Your objective
In the entries below, every line with the string "survey" is to be reported.

Records for the task
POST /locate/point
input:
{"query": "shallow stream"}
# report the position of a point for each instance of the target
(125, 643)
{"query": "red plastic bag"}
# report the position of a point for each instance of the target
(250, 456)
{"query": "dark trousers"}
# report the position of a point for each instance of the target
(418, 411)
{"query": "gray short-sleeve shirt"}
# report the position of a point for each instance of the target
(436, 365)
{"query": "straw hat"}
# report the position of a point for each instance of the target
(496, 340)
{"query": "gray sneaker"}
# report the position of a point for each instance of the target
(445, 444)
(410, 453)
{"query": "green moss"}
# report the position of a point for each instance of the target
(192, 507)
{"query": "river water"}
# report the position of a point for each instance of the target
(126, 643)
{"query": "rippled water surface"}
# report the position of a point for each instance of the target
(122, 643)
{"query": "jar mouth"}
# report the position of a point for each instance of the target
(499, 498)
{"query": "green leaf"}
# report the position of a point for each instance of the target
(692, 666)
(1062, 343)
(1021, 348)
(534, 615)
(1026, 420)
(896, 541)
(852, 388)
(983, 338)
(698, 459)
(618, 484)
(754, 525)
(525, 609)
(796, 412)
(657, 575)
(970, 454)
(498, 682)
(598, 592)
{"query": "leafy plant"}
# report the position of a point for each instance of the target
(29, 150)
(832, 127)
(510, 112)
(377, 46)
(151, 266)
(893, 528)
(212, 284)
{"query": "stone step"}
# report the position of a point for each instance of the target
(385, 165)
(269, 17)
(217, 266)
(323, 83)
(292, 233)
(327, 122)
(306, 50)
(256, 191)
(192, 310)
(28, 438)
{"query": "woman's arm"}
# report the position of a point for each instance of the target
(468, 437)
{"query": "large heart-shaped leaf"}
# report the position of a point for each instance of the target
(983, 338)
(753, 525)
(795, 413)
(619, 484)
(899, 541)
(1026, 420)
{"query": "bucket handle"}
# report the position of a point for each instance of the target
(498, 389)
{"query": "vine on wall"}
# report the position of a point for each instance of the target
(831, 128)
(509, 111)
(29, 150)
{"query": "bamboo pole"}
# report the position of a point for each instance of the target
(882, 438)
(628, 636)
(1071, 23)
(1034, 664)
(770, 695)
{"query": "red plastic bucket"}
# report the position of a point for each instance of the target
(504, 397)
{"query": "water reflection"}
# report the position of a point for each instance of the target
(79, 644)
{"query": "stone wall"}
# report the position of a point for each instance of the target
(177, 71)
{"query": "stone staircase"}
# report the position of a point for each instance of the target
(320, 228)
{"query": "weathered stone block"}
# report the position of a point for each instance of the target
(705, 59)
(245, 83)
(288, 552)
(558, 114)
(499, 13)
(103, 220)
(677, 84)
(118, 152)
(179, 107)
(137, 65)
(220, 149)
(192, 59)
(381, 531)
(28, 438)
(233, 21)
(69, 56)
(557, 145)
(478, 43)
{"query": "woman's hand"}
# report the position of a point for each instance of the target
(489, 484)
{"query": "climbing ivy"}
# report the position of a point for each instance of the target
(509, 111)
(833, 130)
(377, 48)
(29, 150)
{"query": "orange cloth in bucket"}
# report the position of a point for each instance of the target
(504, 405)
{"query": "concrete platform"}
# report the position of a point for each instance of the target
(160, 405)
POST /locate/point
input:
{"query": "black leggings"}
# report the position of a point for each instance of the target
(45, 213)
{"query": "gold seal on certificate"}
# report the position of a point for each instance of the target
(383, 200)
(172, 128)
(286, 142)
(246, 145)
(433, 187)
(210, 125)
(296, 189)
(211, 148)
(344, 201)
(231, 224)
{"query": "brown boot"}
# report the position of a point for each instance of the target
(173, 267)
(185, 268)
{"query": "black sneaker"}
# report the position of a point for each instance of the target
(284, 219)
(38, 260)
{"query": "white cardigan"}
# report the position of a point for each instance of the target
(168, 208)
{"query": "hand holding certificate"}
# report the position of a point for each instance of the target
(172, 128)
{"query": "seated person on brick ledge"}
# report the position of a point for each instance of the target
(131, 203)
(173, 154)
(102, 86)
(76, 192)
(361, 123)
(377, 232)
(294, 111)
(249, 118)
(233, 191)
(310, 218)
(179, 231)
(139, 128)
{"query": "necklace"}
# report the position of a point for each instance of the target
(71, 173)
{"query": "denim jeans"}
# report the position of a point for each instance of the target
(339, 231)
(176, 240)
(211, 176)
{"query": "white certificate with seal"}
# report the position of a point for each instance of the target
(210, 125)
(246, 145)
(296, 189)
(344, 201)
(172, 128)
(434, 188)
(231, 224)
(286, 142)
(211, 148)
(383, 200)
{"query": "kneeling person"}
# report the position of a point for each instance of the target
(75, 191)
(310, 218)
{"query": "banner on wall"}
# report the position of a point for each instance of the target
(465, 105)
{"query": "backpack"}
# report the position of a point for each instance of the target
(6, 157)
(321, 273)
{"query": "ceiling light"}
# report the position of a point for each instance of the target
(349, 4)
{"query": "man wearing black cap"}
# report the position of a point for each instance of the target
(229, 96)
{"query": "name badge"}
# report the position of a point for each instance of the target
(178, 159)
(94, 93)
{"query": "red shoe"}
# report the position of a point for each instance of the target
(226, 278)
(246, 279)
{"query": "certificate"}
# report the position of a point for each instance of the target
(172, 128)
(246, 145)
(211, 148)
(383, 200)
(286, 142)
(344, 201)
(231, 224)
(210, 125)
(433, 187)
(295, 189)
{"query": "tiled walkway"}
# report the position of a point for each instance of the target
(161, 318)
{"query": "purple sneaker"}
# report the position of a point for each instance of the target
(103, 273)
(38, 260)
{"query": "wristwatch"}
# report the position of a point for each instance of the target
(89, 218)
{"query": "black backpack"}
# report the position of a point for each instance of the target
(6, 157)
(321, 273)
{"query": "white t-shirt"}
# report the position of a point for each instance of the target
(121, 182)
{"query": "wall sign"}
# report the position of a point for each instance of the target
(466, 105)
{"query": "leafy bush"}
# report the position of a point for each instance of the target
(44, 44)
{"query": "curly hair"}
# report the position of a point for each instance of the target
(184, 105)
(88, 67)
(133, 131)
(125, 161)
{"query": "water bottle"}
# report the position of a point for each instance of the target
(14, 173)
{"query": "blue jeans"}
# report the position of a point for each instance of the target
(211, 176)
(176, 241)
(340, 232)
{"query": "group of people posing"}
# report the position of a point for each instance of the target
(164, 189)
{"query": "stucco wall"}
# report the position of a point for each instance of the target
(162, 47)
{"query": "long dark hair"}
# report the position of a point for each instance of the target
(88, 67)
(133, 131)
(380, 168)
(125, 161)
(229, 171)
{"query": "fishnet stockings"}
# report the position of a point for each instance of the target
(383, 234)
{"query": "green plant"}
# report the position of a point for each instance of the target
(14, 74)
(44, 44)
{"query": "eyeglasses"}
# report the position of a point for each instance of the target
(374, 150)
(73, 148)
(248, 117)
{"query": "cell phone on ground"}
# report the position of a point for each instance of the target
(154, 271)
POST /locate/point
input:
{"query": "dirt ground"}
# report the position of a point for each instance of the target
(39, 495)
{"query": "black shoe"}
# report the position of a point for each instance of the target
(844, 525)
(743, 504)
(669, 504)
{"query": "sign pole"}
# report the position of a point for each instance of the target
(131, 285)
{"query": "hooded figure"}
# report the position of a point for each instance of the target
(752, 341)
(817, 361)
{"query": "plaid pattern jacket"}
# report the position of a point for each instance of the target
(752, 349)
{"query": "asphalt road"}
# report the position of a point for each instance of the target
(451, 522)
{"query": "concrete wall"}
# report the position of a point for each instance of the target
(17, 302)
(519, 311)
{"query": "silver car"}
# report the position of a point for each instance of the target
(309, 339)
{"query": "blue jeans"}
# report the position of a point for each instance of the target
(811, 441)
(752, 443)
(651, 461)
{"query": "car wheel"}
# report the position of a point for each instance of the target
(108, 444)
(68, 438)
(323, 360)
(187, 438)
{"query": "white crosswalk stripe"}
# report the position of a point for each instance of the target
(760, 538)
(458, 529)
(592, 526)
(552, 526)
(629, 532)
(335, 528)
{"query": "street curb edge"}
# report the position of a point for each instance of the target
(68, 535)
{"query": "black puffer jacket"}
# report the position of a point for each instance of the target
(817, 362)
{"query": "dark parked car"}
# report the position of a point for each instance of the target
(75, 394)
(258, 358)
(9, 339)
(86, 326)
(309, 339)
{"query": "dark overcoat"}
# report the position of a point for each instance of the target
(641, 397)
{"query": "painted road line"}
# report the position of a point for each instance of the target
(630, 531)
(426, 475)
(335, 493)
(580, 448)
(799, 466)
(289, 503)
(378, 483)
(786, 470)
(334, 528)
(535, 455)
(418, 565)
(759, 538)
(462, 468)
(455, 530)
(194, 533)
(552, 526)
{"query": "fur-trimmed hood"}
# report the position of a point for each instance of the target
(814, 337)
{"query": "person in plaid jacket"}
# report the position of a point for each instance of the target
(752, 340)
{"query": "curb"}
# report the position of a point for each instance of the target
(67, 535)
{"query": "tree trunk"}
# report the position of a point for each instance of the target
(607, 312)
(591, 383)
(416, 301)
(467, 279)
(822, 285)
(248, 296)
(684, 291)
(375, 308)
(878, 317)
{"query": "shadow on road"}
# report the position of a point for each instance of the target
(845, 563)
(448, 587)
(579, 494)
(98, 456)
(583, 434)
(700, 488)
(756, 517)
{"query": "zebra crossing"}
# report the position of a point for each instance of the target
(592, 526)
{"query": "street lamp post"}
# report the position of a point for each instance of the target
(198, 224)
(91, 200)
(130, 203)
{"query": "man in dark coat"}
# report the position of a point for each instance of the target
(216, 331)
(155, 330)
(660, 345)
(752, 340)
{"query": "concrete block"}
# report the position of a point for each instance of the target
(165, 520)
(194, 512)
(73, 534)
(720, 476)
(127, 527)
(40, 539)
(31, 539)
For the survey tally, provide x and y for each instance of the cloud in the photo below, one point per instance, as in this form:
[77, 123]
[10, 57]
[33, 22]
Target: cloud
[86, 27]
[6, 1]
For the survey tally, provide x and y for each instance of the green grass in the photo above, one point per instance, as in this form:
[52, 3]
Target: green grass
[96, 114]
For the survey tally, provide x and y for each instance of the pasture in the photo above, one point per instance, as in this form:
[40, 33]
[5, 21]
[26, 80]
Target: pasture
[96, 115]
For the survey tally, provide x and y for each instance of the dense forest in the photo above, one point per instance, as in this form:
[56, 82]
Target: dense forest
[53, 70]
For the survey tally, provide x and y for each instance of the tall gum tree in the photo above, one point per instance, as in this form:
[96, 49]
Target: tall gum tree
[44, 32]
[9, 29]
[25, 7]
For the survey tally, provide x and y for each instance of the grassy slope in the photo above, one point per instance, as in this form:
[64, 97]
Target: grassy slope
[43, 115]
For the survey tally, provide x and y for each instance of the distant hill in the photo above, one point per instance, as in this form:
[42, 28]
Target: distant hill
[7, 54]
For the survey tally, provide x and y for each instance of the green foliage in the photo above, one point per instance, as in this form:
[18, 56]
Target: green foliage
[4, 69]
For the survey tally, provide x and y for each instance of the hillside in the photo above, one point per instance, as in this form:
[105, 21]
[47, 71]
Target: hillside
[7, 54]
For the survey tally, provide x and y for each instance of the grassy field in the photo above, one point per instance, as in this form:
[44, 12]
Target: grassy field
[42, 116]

Worked solution
For the survey tally, provide x and y for each instance of the cloud in the photo below, one point per instance, as in this form:
For the survey tally, provide x and y for each instance of the green grass in the photo above, one point per instance, as in this form:
For the survey tally, provide x and y for each instance of the pasture in the photo above, one point per instance, as in this form:
For the survey tally, provide x and y for each instance of the dense forest in the photo above, one point per instance, as in this form:
For the survey tally, provide x and y for each instance of the tall gum tree in the photo above, one point per instance, as in this form:
For the survey tally, provide x and y for each instance of the grassy slope in the photo above, one point per instance, as in this form:
For the survey tally, provide x and y for each instance of the distant hill in the photo above, one point per instance, as in this form:
For the survey tally, provide x and y for each instance of the green foliage in the photo above, one point per instance, as in this form:
For the survey tally, provide x and y for each instance of the hillside in the photo above, one point per instance, as in this form:
For the survey tally, provide x and y for each instance of the grassy field in the photo above, one point per instance, as in this form:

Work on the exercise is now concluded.